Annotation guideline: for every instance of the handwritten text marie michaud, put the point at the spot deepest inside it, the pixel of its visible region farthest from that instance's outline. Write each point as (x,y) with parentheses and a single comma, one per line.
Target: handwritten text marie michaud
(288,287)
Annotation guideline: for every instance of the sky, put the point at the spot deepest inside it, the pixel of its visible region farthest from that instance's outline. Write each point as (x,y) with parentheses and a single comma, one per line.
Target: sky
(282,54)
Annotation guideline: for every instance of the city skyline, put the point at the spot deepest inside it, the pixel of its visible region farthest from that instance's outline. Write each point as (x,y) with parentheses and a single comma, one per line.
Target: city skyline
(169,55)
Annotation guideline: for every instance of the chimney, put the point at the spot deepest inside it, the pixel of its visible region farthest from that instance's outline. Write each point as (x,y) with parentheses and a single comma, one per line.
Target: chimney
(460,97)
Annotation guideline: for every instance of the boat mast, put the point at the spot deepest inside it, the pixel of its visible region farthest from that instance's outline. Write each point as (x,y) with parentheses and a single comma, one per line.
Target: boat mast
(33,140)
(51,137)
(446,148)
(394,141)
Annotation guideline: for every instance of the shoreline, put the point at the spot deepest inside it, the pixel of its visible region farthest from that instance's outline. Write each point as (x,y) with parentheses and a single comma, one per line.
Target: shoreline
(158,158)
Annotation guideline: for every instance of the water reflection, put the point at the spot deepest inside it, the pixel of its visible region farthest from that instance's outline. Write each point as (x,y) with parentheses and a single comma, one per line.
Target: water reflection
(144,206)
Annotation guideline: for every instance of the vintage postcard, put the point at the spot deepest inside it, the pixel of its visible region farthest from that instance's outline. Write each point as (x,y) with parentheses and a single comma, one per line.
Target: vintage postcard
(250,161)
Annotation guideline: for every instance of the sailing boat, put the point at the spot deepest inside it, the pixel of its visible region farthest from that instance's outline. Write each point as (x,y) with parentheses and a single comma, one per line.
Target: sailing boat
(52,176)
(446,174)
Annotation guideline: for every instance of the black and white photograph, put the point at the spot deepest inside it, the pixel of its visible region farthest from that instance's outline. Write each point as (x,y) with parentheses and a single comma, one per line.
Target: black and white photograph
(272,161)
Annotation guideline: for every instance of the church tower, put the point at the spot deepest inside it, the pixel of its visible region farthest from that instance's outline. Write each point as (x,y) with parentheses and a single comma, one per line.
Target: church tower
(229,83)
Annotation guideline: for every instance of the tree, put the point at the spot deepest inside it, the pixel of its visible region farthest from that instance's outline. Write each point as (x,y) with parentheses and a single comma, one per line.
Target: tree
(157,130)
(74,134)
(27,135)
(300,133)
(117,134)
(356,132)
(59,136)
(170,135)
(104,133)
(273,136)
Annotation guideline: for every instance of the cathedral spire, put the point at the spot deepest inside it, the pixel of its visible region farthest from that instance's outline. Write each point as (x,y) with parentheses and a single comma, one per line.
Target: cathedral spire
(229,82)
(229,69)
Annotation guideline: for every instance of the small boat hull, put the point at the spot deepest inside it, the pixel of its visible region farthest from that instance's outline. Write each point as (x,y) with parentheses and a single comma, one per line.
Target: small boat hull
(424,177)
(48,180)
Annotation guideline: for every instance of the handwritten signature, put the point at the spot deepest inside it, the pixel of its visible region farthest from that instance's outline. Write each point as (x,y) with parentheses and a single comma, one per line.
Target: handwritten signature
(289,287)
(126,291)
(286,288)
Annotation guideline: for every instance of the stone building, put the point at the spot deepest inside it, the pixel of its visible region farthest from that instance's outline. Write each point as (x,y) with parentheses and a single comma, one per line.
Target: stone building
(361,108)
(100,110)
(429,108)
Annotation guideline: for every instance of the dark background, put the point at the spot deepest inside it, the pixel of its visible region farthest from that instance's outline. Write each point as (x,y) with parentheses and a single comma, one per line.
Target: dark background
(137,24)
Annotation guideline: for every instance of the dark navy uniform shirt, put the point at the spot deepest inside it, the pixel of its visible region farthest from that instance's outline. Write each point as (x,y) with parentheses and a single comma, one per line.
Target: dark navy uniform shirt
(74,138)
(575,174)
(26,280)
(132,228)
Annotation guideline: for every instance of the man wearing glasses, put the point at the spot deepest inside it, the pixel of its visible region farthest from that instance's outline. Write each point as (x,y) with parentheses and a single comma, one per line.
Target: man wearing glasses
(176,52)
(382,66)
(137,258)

------------------------------

## Exercise aim
Revise the entries, starting with the line with "Annotation guideline: for every instance of the city" and going on through the line with "Target: city skyline", so that "harbor skyline" takes the place of "city skyline". Leave everything else unchanged and give only those lines.

## Solution to this task
Annotation guideline: for every instance of the harbor skyline, put the point at the spot deepest inside it, the pixel of its visible region farthest from that instance's outline. Write each point as (x,y) with parentheses and a single comma, one per line.
Target: harbor skyline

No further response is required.